[Location annotation dataset excerpts]
______________________________
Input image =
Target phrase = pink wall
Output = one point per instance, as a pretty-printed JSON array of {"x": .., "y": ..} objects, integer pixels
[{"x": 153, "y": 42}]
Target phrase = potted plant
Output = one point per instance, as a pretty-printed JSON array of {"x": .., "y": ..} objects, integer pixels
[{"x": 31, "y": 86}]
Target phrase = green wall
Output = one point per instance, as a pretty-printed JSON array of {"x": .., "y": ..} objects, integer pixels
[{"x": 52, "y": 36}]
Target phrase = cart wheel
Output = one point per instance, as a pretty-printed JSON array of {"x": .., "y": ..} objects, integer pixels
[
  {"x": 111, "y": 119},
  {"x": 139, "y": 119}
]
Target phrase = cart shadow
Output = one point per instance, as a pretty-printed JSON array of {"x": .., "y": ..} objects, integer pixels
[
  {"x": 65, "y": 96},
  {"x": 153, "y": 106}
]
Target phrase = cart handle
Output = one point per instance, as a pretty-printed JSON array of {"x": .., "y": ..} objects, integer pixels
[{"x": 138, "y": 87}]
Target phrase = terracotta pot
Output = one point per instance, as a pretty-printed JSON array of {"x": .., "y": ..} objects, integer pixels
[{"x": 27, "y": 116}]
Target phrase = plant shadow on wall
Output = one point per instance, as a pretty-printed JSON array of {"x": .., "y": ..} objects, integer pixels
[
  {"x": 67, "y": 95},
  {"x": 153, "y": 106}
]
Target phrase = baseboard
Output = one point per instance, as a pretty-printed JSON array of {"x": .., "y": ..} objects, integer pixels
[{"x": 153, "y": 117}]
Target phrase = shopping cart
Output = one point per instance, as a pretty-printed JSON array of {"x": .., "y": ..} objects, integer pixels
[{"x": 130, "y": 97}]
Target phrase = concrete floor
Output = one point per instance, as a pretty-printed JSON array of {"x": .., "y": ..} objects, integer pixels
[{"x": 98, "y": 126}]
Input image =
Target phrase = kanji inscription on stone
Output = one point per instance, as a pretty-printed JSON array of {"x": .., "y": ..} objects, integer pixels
______________________________
_Task to carry out_
Please write out again the rows from the line containing "Target phrase = terracotta pot" through the end of the rows, keeping every line including the requests, but with each x and y coordinate in the answers offset by 27.

_Full output_
Target phrase = terracotta pot
Output = one point per instance, as a pretty-printed JSON array of {"x": .., "y": ..} objects, integer pixels
[{"x": 54, "y": 143}]
Target phrase = plant shadow on wall
Output = one point per instance, as a pretty-printed JSON array of {"x": .., "y": ..} objects, integer pixels
[
  {"x": 94, "y": 122},
  {"x": 180, "y": 133}
]
Target phrase = baseboard
Output = one point per instance, as a pretty-printed JSON array of {"x": .., "y": ..} objects, integer pixels
[{"x": 180, "y": 144}]
Target phrase = shopping cart
Output = one point per instance, as a pretty-printed JSON array of {"x": .., "y": ..} objects, integer pixels
[{"x": 157, "y": 124}]
Target phrase = concrete floor
Output = one point per instance, as a pretty-printed JSON array of {"x": .., "y": ..} objects, integer pixels
[{"x": 125, "y": 153}]
Input image =
Target phrase = kanji inscription on stone
Output = one point per instance, as a pretty-printed JSON array of {"x": .., "y": ..} objects, integer pixels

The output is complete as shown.